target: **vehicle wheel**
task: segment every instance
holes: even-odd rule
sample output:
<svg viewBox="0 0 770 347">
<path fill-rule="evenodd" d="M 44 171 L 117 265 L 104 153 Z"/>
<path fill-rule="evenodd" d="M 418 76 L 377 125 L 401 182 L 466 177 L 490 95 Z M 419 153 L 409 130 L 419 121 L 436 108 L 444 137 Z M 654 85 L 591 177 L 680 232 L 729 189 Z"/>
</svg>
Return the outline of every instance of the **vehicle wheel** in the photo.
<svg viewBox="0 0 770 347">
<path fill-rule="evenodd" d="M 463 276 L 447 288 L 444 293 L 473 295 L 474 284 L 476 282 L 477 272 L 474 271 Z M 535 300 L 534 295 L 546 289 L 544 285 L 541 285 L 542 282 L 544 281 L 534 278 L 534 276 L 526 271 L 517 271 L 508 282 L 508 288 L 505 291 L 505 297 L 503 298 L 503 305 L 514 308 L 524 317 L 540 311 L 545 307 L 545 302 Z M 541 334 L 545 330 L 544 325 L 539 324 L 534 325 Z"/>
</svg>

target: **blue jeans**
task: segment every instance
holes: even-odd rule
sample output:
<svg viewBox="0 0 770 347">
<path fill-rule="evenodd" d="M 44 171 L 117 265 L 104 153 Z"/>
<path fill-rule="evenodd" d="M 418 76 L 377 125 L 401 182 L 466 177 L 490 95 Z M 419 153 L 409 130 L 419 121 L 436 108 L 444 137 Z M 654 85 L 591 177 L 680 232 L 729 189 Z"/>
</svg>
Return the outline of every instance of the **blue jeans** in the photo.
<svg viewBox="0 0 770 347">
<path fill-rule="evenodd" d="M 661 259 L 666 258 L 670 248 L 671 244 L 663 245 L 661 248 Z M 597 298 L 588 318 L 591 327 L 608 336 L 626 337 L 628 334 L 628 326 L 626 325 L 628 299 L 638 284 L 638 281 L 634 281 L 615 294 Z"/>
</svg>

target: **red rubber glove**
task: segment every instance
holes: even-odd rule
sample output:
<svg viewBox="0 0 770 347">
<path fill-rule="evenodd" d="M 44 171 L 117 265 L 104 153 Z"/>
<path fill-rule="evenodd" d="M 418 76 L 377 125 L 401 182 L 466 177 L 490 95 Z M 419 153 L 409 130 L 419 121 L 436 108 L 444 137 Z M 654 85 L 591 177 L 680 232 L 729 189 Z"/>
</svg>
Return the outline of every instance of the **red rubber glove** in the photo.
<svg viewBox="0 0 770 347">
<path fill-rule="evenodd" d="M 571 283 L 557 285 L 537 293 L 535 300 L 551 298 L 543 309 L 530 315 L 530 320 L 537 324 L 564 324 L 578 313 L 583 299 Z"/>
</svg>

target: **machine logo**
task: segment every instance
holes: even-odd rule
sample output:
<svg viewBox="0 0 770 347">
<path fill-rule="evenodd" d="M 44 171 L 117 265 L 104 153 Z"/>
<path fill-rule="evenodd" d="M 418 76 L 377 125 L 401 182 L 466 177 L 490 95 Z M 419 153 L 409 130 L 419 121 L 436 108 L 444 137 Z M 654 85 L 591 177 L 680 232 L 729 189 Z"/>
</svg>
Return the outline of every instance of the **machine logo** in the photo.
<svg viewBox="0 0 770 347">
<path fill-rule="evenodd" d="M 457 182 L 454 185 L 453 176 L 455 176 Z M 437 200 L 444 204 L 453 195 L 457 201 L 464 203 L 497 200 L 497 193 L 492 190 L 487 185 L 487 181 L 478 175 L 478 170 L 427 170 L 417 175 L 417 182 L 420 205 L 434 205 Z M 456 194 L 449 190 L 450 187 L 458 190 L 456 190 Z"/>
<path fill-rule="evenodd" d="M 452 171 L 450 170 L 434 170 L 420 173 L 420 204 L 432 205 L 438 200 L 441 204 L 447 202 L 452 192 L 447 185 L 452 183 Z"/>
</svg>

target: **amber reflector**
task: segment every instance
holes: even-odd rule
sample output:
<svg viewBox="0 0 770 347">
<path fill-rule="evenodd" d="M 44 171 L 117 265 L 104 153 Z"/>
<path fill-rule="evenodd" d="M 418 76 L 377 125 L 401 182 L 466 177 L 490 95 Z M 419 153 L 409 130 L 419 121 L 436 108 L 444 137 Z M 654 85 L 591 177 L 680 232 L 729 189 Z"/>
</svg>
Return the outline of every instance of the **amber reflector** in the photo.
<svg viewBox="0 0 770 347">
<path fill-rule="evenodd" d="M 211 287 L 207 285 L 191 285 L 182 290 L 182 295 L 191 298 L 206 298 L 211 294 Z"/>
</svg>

## SHORT EXERCISE:
Please copy all of the material above, reproducing every line without a single change.

## FINAL RESULT:
target: **vehicle wheel**
task: segment every instance
holes: even-odd rule
sample output:
<svg viewBox="0 0 770 347">
<path fill-rule="evenodd" d="M 44 171 L 117 265 L 104 153 Z"/>
<path fill-rule="evenodd" d="M 418 76 L 377 125 L 401 182 L 466 177 L 490 95 Z M 419 153 L 409 130 L 419 121 L 436 108 L 444 137 Z M 654 85 L 591 177 L 680 232 L 729 189 Z"/>
</svg>
Return the outline of every instance of the **vehicle wheel** in the photo.
<svg viewBox="0 0 770 347">
<path fill-rule="evenodd" d="M 463 276 L 447 288 L 444 293 L 473 295 L 474 284 L 476 282 L 477 272 L 474 271 Z M 535 300 L 534 295 L 546 289 L 544 285 L 541 285 L 542 282 L 544 281 L 534 278 L 534 276 L 526 271 L 517 271 L 508 282 L 508 288 L 505 291 L 505 297 L 503 298 L 503 305 L 514 308 L 524 317 L 540 311 L 545 307 L 545 302 Z M 541 334 L 545 330 L 544 325 L 539 324 L 534 325 Z"/>
</svg>

target: **blue jeans**
task: segment every instance
holes: even-odd rule
sample output:
<svg viewBox="0 0 770 347">
<path fill-rule="evenodd" d="M 44 171 L 117 265 L 104 153 Z"/>
<path fill-rule="evenodd" d="M 418 76 L 377 125 L 401 182 L 466 177 L 490 95 Z M 419 153 L 409 130 L 419 121 L 436 108 L 444 137 Z M 654 85 L 591 177 L 680 232 L 729 189 Z"/>
</svg>
Return the outline of every instance of the **blue jeans** in the photo.
<svg viewBox="0 0 770 347">
<path fill-rule="evenodd" d="M 661 259 L 666 258 L 670 248 L 671 244 L 663 245 L 661 248 Z M 597 298 L 588 318 L 591 327 L 608 336 L 626 337 L 628 334 L 628 326 L 626 325 L 628 299 L 638 284 L 638 281 L 634 281 L 615 294 Z"/>
</svg>

target: **red rubber glove**
task: segment every instance
holes: even-odd rule
sample output:
<svg viewBox="0 0 770 347">
<path fill-rule="evenodd" d="M 44 171 L 117 265 L 104 153 Z"/>
<path fill-rule="evenodd" d="M 418 76 L 377 125 L 401 182 L 466 177 L 490 95 Z M 419 153 L 409 130 L 419 121 L 436 108 L 444 137 Z M 654 85 L 591 177 L 680 232 L 729 189 Z"/>
</svg>
Return the outline of every instance of the **red rubber glove** in the photo.
<svg viewBox="0 0 770 347">
<path fill-rule="evenodd" d="M 571 283 L 557 285 L 537 293 L 535 300 L 551 298 L 543 309 L 530 315 L 530 320 L 537 324 L 564 324 L 578 313 L 583 299 Z"/>
</svg>

target: **machine logo**
task: segment every instance
holes: even-odd rule
sample output:
<svg viewBox="0 0 770 347">
<path fill-rule="evenodd" d="M 44 171 L 117 265 L 104 153 Z"/>
<path fill-rule="evenodd" d="M 418 76 L 377 125 L 401 182 L 466 177 L 490 95 Z M 419 153 L 409 130 L 419 121 L 436 108 L 444 137 Z M 654 85 L 591 177 L 680 232 L 729 189 Z"/>
</svg>
Return the outline of every instance of the **machine logo** in the photo.
<svg viewBox="0 0 770 347">
<path fill-rule="evenodd" d="M 457 182 L 454 185 L 453 176 L 455 176 Z M 437 200 L 444 204 L 453 195 L 457 201 L 464 203 L 497 200 L 497 193 L 492 190 L 487 185 L 487 181 L 478 175 L 478 170 L 427 170 L 417 175 L 417 182 L 420 205 L 434 205 Z M 456 194 L 449 190 L 450 187 L 458 190 L 456 190 Z"/>
<path fill-rule="evenodd" d="M 452 171 L 450 170 L 434 170 L 420 173 L 420 204 L 432 205 L 438 200 L 441 204 L 447 202 L 452 192 L 447 185 L 452 183 Z"/>
</svg>

target: **amber reflector**
task: segment every instance
holes: even-odd rule
sample output:
<svg viewBox="0 0 770 347">
<path fill-rule="evenodd" d="M 44 171 L 117 265 L 104 153 Z"/>
<path fill-rule="evenodd" d="M 418 76 L 377 125 L 401 182 L 466 177 L 490 95 Z M 419 153 L 409 130 L 419 121 L 436 108 L 444 137 Z M 654 85 L 591 177 L 680 232 L 729 189 Z"/>
</svg>
Return the outline of every instance of the **amber reflector** in the photo.
<svg viewBox="0 0 770 347">
<path fill-rule="evenodd" d="M 211 287 L 207 285 L 191 285 L 182 290 L 182 295 L 191 298 L 206 298 L 211 294 Z"/>
</svg>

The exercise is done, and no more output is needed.